EXERCISE INSTRUCTIONS:
Report only how many lines in the entries below contain the string "cloud". Case counts.

=== DATASET ===

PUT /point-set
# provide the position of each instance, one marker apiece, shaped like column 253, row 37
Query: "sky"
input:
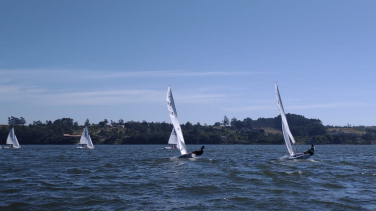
column 114, row 60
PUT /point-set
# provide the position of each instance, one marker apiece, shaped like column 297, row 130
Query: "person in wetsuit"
column 310, row 151
column 200, row 152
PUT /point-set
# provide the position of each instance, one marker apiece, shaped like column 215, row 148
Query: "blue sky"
column 115, row 59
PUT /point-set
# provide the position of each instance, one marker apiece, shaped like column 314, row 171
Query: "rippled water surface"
column 147, row 177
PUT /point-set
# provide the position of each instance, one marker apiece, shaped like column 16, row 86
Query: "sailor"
column 200, row 152
column 310, row 151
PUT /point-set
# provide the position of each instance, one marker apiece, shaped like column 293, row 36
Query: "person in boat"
column 200, row 152
column 310, row 151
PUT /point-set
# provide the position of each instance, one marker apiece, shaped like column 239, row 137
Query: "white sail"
column 175, row 121
column 289, row 139
column 86, row 140
column 12, row 139
column 173, row 137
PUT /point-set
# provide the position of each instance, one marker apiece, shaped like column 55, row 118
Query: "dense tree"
column 16, row 121
column 87, row 122
column 225, row 121
column 240, row 132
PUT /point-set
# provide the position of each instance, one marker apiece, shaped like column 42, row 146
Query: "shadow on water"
column 147, row 177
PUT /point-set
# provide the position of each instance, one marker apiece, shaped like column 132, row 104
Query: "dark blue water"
column 146, row 177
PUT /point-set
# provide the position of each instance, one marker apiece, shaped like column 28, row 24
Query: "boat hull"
column 84, row 148
column 189, row 155
column 300, row 156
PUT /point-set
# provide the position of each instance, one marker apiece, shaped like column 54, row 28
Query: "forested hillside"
column 247, row 131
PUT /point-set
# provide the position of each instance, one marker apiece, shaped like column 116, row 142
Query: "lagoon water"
column 226, row 177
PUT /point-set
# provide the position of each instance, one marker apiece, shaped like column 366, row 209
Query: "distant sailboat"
column 289, row 139
column 175, row 121
column 85, row 140
column 12, row 140
column 173, row 140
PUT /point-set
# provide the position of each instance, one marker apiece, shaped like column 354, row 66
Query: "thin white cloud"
column 109, row 97
column 297, row 107
column 329, row 105
column 251, row 108
column 108, row 74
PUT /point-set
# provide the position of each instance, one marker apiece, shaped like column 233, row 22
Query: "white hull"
column 189, row 155
column 170, row 148
column 84, row 148
column 10, row 147
column 300, row 156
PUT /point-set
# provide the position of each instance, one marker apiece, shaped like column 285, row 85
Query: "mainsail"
column 12, row 139
column 173, row 137
column 175, row 121
column 85, row 139
column 289, row 139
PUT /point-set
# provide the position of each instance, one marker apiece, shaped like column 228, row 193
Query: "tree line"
column 234, row 131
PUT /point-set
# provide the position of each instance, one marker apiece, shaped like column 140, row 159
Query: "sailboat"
column 173, row 140
column 289, row 139
column 12, row 140
column 175, row 121
column 85, row 140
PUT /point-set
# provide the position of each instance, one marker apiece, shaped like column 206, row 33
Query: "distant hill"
column 247, row 131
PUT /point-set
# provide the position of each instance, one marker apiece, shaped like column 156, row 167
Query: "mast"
column 175, row 121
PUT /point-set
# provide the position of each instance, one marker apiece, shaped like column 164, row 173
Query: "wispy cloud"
column 251, row 108
column 296, row 107
column 53, row 74
column 108, row 97
column 329, row 105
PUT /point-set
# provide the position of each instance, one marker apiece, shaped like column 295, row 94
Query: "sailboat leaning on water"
column 173, row 140
column 175, row 121
column 12, row 141
column 289, row 139
column 85, row 140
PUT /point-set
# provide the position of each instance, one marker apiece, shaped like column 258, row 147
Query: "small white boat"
column 85, row 140
column 289, row 139
column 177, row 130
column 12, row 141
column 173, row 140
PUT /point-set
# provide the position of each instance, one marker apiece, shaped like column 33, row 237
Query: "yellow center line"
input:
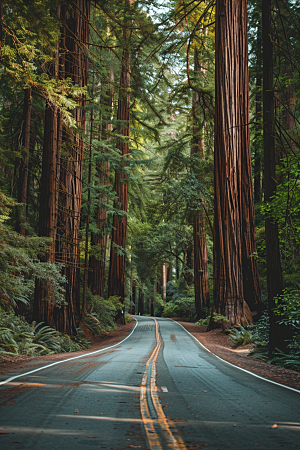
column 152, row 436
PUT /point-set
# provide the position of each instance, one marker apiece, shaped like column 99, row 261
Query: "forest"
column 150, row 165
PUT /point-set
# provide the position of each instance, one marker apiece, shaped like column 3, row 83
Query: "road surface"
column 158, row 389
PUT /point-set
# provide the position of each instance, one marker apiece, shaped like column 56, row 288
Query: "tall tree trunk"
column 258, row 118
column 278, row 333
column 2, row 4
column 116, row 278
column 74, row 65
column 234, row 269
column 44, row 301
column 202, row 297
column 23, row 168
column 97, row 263
column 164, row 283
column 134, row 296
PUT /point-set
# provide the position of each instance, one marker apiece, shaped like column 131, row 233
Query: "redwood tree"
column 235, row 271
column 23, row 167
column 116, row 279
column 44, row 301
column 278, row 333
column 201, row 283
column 73, row 64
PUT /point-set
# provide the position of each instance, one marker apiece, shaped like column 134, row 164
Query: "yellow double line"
column 151, row 409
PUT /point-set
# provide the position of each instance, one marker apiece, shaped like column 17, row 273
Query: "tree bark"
column 74, row 65
column 234, row 269
column 278, row 333
column 97, row 263
column 23, row 168
column 202, row 297
column 116, row 278
column 44, row 301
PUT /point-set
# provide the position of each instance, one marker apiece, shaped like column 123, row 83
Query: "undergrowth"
column 18, row 337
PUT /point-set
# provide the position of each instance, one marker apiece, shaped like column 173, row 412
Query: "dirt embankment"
column 18, row 364
column 220, row 344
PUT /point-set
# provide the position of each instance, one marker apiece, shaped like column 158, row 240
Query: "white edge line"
column 68, row 359
column 237, row 367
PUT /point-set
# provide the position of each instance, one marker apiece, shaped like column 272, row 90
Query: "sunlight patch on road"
column 107, row 418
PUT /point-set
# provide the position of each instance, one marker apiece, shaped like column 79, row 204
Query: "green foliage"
column 220, row 318
column 17, row 337
column 180, row 302
column 203, row 322
column 243, row 336
column 20, row 263
column 100, row 313
column 288, row 309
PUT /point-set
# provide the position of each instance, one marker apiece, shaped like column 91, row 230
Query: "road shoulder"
column 21, row 364
column 220, row 344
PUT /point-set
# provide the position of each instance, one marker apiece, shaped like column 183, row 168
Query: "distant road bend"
column 157, row 389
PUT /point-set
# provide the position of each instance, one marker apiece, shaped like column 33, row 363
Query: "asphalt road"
column 158, row 389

===

ANSWER IN FULL:
2